Image-backed grounding data
*** Block opens ***

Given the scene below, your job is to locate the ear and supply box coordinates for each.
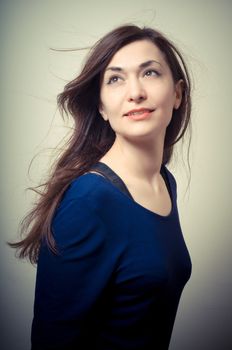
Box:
[99,103,108,121]
[174,79,184,110]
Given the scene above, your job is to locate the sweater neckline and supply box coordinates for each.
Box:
[86,162,175,220]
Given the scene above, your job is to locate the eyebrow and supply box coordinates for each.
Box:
[105,60,162,73]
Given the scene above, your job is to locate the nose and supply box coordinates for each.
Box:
[127,78,147,102]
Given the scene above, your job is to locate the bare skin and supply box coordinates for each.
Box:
[95,40,183,216]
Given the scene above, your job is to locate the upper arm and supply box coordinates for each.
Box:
[32,197,115,349]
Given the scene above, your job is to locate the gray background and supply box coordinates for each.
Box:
[1,0,231,349]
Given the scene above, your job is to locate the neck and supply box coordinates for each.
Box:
[100,131,166,185]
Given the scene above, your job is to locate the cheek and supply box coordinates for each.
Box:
[101,91,123,115]
[155,85,176,109]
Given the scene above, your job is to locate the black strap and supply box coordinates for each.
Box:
[89,162,134,200]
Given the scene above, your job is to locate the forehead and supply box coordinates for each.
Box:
[104,39,166,72]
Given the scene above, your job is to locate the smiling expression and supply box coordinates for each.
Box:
[99,39,183,141]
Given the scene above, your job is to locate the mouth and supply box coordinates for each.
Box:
[124,109,154,120]
[124,108,154,117]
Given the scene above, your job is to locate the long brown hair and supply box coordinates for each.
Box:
[9,24,192,264]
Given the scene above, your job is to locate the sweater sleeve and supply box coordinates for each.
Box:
[31,196,115,350]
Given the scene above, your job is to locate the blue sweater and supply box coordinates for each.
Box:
[31,164,192,349]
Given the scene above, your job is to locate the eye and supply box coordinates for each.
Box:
[106,75,122,85]
[144,69,160,77]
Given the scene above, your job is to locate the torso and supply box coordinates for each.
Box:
[85,161,172,217]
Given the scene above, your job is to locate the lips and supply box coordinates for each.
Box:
[124,108,154,116]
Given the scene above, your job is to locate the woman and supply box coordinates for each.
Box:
[10,24,192,349]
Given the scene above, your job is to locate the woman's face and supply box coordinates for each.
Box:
[99,39,183,141]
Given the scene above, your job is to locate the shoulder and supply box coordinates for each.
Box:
[60,173,130,215]
[52,174,118,243]
[50,174,127,256]
[61,173,113,203]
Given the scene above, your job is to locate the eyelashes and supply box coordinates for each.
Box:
[107,76,120,85]
[106,69,161,85]
[144,69,160,77]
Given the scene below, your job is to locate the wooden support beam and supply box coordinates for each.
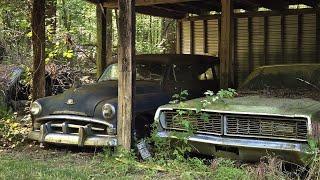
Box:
[204,20,208,53]
[297,14,303,62]
[103,0,201,8]
[220,0,234,89]
[248,17,253,73]
[281,15,285,63]
[245,0,288,11]
[175,3,209,15]
[263,16,269,65]
[301,0,319,8]
[234,0,258,11]
[233,18,238,87]
[136,6,186,19]
[317,11,320,62]
[176,21,183,54]
[190,21,195,54]
[31,0,46,100]
[117,0,136,151]
[106,9,113,66]
[96,5,107,78]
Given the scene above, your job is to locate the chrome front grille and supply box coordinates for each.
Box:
[161,109,309,141]
[225,115,308,141]
[35,119,108,135]
[163,110,223,135]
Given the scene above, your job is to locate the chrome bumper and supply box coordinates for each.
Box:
[28,122,117,147]
[157,131,308,152]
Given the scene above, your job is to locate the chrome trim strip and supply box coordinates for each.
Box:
[36,115,114,128]
[157,131,308,152]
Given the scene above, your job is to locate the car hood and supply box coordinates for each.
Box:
[161,95,320,120]
[38,81,164,117]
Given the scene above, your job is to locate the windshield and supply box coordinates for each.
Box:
[98,63,165,82]
[239,64,320,100]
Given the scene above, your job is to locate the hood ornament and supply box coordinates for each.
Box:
[66,99,76,105]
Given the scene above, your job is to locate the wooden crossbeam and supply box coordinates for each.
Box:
[161,3,208,14]
[234,0,258,11]
[103,0,202,8]
[301,0,319,8]
[136,6,187,19]
[244,0,288,11]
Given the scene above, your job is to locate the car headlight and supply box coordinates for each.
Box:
[159,112,167,128]
[102,103,115,119]
[30,101,42,115]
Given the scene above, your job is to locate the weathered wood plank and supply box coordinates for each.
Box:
[317,10,320,62]
[248,17,253,73]
[204,20,208,53]
[96,5,107,78]
[190,21,195,54]
[32,0,46,100]
[103,0,201,8]
[117,0,136,151]
[263,16,269,65]
[136,6,186,19]
[297,14,303,62]
[176,21,183,54]
[220,0,234,89]
[281,15,285,63]
[106,9,113,66]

*** Block closes ***

--- Work instructions ---
Omit the pictures; restate every entry word for word.

--- Response below ---
Given the scene below, your job is to locate the ear and supply box coordinates for each.
Box:
[99,103,108,121]
[174,79,184,110]
Given the scene above, your job is to locate the sweater neckline and supply box coordinates for each.
Box:
[86,162,175,220]
Given the scene above, your job is to locate the eyebrow and supply box coordinates for each.
Box:
[105,60,162,73]
Given the scene above, your job is to locate the nose and supply box coordinates for each.
Box:
[127,78,147,102]
Given the scene above, your job is to locate the bare skin and supply box coordinates for each.
Box:
[95,40,183,216]
Given the scene above, your job is to locate the upper arm and supply box coordinates for each.
Box:
[32,197,115,349]
Given the scene above, your job is to locate the gray background and supply box coordinates for each.
Box:
[1,0,231,349]
Given the scene above, your job is to locate the neck and supply box coordinates for each.
Box:
[100,131,166,185]
Given the scene above, your job is to locate the cheek and supply box coordinates for each.
Box:
[101,91,123,115]
[155,85,176,109]
Given the scene above, your job is to locate the black strap and supply box coordinates for each.
Box:
[89,162,134,200]
Given the scene above, your job is to locate the forehead and supply box coordinates for each.
Box:
[104,39,166,72]
Given the scene above, your job is to locate the smiling expression and supply box coordinates for each.
Box:
[99,39,183,141]
Given the scene above, your job is to locate the mouth and supply box coordinates for each.
Box:
[124,109,154,120]
[124,108,154,117]
Given the scene above, your job is to locate the long brown hair and supply box coordinates for each.
Box:
[9,24,192,264]
Given the scene above, your job is to locate the sweater sleeve and supply box coordinates for each.
Box:
[31,196,115,350]
Given the scene above, your job is to locate the blue sweater and supply box coordinates for each.
Box:
[31,164,192,349]
Given the scene above, your job is to locate the eye and supply box coordinates for each.
Box:
[106,75,122,85]
[144,69,160,77]
Given the scene above, your job is to locate the torso and supply box coordinates for each.
Box:
[85,161,172,217]
Given the scene above, your job is to locate the lips and supply box coordinates for each.
Box:
[124,108,154,116]
Given the scene above, your job is to locate the woman and supply box coordinates for each.
Box:
[10,24,192,349]
Given the scene above, your job is to locate the woman's face and supply box coordinates for each.
Box:
[99,39,183,141]
Given the scene above, your job is to locate the shoulder and supply box coordinates for each.
Box:
[60,173,130,215]
[52,174,118,243]
[50,174,127,256]
[61,173,113,203]
Given the scene above, your job is to locate the eyelashes and supply box coordinates for each.
Box:
[107,76,120,85]
[106,69,161,85]
[144,69,160,77]
Given the scene below, your job is to locate the wooden support beam and supply box coordinates for each.
Box:
[204,20,208,53]
[297,14,303,62]
[103,0,201,8]
[220,0,234,89]
[248,17,253,73]
[281,15,285,63]
[245,0,288,11]
[175,3,209,15]
[263,16,269,65]
[301,0,319,8]
[234,0,258,11]
[233,18,238,87]
[136,6,186,19]
[317,11,320,62]
[176,21,183,54]
[190,21,195,54]
[31,0,46,100]
[117,0,136,151]
[106,9,113,66]
[96,5,107,78]
Given the scene above, your job is to locate the chrome front grille and supply box coordinates for each.
Box:
[161,109,309,141]
[225,115,308,141]
[35,119,108,135]
[163,110,223,135]
Given the scene above, your job is to locate the chrome bumper and supply box coordinates for each.
Box:
[28,122,117,147]
[157,131,308,152]
Given the scene above, your job is to locate the chrome trim strip and supply box coordinates for each.
Box:
[36,115,114,128]
[157,131,308,152]
Given the scene above, your job is to locate the car hood and supply box coordinates for each.
Box:
[161,95,320,120]
[38,81,164,117]
Given the scene above, your job is to locate the windshield and supply box coordinates for each.
Box:
[98,63,165,82]
[239,64,320,100]
Given the scene above, your job is to locate the hood ornament and supply box coordinates for each.
Box:
[66,99,76,105]
Given the scene above, your job is to locate the wooden crossbeam and supply box coordinates for each.
Box:
[161,3,208,14]
[234,0,258,11]
[103,0,202,8]
[301,0,319,8]
[136,6,187,19]
[244,0,288,11]
Given the scene above, your job is to locate the car headlight and supply box coordinates for each.
Box:
[159,112,167,128]
[102,103,115,119]
[30,101,42,115]
Given the scene above, your job is to locate the weathered wood plank and supply box coordinates for each.
Box:
[317,10,320,62]
[248,17,253,73]
[204,20,208,53]
[96,5,107,78]
[190,21,195,54]
[32,0,46,100]
[103,0,201,8]
[117,0,136,151]
[263,16,269,65]
[136,6,186,19]
[297,14,303,62]
[176,21,183,54]
[220,0,234,89]
[281,15,285,63]
[106,9,113,66]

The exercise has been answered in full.